[Natural language region descriptions]
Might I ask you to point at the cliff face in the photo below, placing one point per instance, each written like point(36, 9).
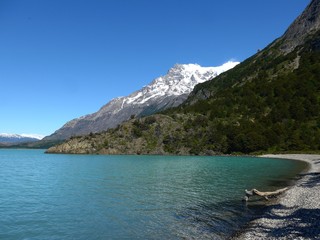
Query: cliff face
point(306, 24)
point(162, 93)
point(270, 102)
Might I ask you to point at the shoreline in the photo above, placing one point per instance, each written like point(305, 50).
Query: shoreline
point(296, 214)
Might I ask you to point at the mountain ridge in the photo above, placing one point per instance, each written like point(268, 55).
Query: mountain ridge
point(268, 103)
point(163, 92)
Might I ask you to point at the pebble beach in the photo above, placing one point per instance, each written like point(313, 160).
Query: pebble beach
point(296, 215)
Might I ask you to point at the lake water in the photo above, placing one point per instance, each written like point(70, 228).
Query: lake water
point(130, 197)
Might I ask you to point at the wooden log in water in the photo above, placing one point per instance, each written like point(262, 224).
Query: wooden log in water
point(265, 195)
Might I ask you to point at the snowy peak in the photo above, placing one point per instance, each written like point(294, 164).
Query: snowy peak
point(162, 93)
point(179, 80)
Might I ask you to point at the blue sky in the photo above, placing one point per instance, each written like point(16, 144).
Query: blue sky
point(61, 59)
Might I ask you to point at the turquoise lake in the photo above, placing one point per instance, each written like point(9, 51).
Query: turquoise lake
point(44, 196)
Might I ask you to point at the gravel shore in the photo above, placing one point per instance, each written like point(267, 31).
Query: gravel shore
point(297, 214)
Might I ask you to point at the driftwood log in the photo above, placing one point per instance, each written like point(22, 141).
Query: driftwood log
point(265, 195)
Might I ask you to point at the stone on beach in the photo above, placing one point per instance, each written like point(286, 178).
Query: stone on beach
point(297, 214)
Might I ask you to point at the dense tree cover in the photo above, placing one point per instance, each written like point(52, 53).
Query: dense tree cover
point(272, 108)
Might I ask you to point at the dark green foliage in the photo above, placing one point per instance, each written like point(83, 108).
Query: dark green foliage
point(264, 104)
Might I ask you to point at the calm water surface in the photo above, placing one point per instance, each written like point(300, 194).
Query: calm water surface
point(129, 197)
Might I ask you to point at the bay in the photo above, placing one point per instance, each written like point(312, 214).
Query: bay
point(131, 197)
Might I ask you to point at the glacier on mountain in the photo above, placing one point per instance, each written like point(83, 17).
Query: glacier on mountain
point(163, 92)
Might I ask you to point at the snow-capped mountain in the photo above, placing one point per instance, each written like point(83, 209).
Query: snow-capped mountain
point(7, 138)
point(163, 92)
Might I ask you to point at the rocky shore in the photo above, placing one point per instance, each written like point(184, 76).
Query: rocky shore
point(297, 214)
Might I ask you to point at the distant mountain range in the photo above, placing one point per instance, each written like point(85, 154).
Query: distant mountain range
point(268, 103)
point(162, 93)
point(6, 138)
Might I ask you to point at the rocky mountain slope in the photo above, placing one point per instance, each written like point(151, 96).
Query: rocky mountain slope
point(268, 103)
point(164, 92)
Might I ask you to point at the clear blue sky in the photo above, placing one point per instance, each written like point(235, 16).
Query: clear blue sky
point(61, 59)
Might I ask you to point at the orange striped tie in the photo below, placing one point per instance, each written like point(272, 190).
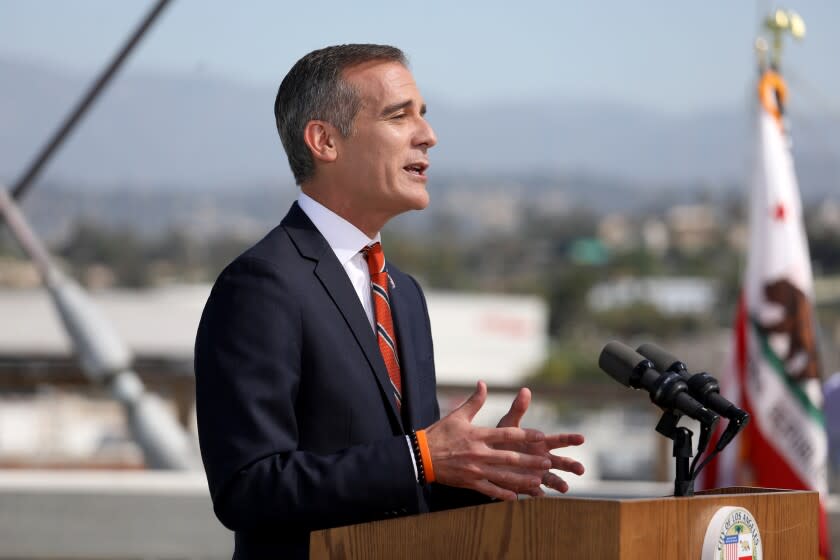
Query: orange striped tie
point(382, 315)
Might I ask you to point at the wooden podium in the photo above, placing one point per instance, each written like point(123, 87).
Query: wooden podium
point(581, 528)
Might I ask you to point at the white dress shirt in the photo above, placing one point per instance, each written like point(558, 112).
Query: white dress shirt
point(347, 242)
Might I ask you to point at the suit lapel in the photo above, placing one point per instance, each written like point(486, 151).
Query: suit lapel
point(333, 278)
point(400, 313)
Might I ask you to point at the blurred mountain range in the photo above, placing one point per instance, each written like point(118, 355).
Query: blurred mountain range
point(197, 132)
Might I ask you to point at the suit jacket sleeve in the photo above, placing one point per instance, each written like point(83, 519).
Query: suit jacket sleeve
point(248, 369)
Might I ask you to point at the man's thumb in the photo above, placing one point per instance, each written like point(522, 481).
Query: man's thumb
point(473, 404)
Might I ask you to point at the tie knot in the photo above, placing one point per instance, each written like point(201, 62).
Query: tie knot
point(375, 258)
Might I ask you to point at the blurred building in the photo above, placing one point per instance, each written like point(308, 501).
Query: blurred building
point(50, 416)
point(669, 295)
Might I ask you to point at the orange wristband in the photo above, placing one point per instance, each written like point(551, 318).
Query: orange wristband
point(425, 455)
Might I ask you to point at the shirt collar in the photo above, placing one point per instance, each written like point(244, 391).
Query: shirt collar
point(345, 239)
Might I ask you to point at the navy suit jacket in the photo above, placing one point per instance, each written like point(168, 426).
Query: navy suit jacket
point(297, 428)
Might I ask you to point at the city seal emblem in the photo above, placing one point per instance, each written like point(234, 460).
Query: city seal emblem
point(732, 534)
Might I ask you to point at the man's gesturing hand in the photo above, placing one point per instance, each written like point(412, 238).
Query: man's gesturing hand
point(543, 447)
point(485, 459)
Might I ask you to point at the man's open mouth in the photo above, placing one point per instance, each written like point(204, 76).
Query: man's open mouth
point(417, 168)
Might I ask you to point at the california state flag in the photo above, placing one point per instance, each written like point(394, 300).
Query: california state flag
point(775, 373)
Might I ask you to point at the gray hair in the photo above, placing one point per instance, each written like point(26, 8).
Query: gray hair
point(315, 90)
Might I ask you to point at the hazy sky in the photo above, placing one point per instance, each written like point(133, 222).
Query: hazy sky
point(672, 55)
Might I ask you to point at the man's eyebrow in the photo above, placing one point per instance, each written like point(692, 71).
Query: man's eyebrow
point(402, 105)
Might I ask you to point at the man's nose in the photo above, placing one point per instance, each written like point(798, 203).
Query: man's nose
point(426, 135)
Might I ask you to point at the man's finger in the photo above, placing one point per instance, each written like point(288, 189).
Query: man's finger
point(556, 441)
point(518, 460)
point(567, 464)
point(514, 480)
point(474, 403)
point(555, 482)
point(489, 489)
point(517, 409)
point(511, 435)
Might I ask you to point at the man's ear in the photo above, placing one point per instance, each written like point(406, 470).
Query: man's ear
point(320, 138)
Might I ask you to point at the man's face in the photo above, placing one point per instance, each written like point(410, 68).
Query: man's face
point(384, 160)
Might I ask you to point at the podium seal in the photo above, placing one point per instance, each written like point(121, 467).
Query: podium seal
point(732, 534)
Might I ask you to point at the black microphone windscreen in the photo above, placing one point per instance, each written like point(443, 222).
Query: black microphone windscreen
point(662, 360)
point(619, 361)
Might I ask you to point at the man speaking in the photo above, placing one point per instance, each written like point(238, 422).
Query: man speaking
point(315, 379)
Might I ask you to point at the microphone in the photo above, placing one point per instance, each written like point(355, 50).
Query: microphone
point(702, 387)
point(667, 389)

==

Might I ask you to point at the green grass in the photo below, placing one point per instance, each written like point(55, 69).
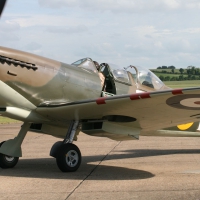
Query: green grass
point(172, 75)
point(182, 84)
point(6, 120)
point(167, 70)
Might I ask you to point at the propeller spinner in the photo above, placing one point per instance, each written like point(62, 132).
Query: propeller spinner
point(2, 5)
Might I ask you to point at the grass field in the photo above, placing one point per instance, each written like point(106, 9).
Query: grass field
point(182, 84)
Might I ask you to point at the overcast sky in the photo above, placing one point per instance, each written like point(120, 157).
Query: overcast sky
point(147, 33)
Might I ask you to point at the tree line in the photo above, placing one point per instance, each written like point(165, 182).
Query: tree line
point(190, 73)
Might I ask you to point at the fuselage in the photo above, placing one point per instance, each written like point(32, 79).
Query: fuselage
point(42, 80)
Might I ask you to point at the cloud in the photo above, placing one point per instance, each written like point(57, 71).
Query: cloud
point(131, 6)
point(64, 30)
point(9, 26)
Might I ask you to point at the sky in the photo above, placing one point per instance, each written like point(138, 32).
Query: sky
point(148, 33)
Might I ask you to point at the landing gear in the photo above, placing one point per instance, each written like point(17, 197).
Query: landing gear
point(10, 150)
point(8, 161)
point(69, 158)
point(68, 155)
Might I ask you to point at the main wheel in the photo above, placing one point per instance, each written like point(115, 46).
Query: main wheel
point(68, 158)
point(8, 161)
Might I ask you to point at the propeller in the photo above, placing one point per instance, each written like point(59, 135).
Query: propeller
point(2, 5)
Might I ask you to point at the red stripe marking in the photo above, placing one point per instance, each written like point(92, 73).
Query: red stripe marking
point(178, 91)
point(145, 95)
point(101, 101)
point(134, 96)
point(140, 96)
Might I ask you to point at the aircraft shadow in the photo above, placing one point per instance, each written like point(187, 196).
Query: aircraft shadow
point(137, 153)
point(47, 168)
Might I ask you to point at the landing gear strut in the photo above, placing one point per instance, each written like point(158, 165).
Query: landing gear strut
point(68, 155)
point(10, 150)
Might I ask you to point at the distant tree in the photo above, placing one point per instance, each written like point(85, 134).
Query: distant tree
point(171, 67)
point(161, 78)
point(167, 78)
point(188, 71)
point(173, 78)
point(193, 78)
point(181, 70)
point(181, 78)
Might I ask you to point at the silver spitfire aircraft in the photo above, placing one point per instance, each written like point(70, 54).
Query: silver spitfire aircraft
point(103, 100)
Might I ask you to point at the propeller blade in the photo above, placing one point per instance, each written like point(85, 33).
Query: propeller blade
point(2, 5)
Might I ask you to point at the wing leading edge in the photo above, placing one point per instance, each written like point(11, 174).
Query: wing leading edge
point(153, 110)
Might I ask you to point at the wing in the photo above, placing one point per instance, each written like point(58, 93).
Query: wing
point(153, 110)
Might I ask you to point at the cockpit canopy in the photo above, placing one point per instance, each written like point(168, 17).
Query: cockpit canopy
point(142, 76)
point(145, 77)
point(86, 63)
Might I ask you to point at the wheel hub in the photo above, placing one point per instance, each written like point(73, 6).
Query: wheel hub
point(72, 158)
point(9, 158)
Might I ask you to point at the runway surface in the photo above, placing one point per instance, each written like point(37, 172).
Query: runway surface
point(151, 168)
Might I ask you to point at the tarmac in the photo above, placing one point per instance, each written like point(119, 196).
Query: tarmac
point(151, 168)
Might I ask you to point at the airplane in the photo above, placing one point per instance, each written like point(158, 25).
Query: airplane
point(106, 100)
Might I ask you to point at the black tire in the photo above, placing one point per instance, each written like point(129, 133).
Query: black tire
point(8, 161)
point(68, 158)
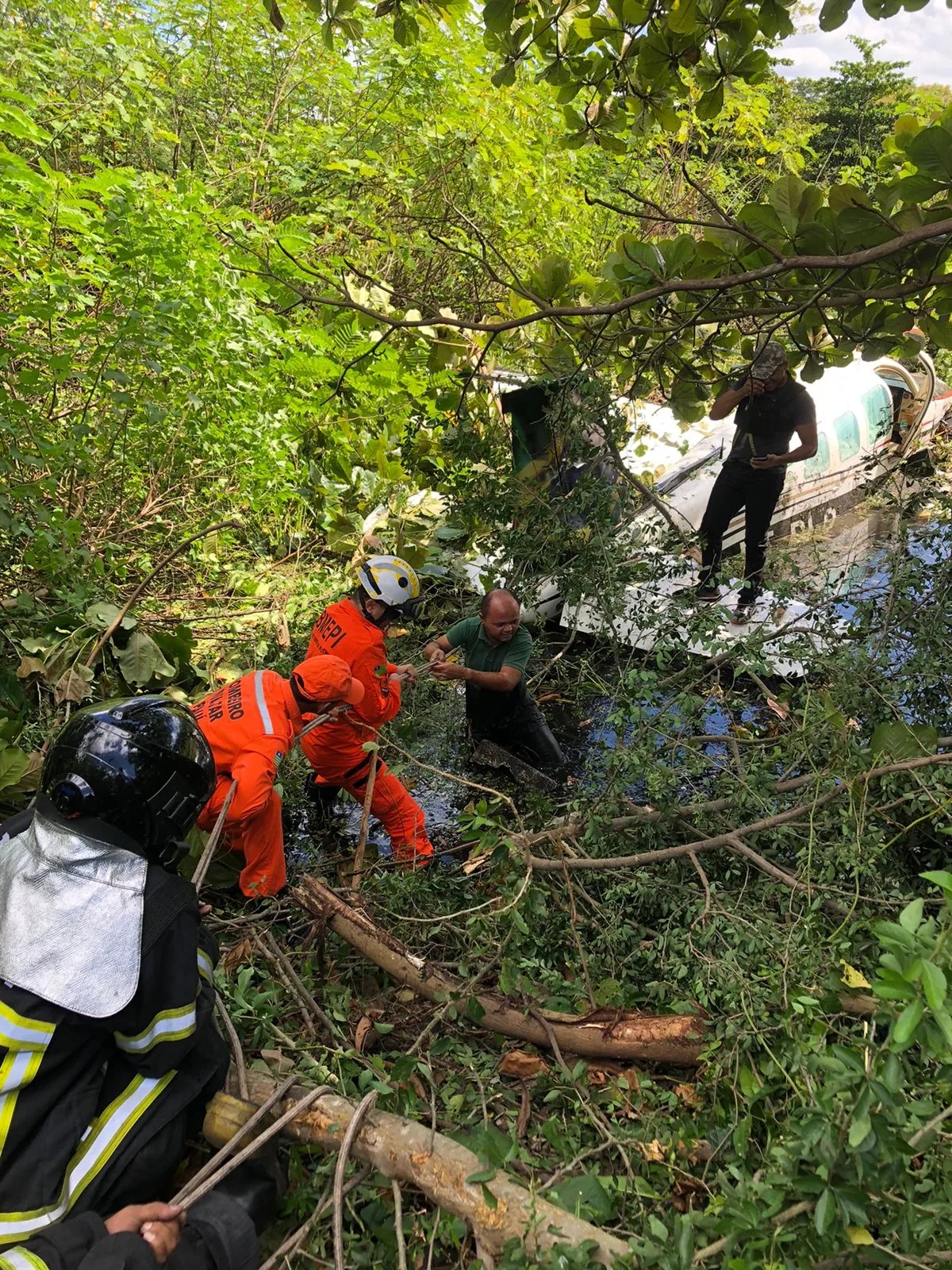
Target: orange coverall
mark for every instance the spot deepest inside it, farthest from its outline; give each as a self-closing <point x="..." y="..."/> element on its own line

...

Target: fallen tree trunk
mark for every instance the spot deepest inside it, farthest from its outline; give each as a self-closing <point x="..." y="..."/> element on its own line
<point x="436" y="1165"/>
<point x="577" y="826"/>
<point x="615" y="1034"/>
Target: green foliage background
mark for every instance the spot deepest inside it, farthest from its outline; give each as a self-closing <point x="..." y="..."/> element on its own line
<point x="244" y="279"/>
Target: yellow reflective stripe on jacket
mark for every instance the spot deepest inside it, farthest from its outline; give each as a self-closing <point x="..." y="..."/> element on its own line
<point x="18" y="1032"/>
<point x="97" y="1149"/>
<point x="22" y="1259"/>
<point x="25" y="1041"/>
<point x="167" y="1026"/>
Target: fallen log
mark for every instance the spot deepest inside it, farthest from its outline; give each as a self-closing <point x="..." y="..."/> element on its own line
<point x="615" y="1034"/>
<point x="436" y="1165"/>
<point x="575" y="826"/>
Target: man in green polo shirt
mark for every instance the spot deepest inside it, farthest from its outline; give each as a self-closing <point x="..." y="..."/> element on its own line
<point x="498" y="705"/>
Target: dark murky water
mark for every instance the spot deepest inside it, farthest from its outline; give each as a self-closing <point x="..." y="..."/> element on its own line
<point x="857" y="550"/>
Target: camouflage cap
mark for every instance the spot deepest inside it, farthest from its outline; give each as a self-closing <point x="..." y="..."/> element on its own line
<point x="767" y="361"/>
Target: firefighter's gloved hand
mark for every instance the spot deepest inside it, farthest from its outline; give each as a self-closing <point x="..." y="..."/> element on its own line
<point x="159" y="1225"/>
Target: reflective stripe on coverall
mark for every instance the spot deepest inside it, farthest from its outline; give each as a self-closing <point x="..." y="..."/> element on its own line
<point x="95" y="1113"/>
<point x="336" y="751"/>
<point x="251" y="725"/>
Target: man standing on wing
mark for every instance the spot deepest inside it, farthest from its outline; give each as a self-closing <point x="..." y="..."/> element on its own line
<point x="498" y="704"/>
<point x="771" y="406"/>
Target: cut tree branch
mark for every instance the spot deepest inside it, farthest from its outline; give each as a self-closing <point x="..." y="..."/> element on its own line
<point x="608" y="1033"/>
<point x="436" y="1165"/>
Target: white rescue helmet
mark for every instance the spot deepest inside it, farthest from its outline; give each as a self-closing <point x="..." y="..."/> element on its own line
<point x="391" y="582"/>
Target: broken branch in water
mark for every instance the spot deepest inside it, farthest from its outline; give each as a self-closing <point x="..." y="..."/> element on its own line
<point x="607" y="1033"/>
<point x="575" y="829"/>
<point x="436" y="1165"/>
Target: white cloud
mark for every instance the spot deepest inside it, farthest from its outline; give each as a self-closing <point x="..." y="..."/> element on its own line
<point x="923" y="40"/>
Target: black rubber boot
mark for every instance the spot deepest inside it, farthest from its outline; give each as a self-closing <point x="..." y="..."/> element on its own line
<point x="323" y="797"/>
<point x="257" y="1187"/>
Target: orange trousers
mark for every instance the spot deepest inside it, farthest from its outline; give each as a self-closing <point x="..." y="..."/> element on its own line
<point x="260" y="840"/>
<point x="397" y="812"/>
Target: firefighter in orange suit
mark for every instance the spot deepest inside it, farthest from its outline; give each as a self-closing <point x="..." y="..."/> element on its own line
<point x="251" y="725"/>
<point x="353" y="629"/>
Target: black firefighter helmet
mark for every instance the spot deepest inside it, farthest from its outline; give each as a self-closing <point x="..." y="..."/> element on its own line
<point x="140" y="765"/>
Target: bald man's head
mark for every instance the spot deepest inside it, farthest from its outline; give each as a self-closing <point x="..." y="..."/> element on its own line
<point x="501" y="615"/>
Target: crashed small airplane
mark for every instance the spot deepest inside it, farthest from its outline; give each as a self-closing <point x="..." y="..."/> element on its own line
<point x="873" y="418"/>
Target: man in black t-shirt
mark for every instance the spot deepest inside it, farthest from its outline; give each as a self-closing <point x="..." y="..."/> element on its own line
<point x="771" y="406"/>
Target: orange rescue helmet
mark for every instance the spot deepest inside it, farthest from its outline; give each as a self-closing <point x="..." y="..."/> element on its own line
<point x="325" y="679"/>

• [Task requirements]:
Repeat, exactly as they stand above, the lines from the line with "Query: red stripe marking" to the line with "Might I ask you to point at the landing gear strut", both lines included.

• [Answer area]:
Query: red stripe marking
point(178, 91)
point(145, 95)
point(101, 101)
point(134, 96)
point(140, 96)
Might I ask you to point at the aircraft shadow in the photo above, placing one point per instance, each written like point(187, 196).
Query: aircraft shadow
point(137, 153)
point(47, 168)
Might I ask you to point at the landing gear strut in the photo above, placing one point per instance, each written like point(158, 165).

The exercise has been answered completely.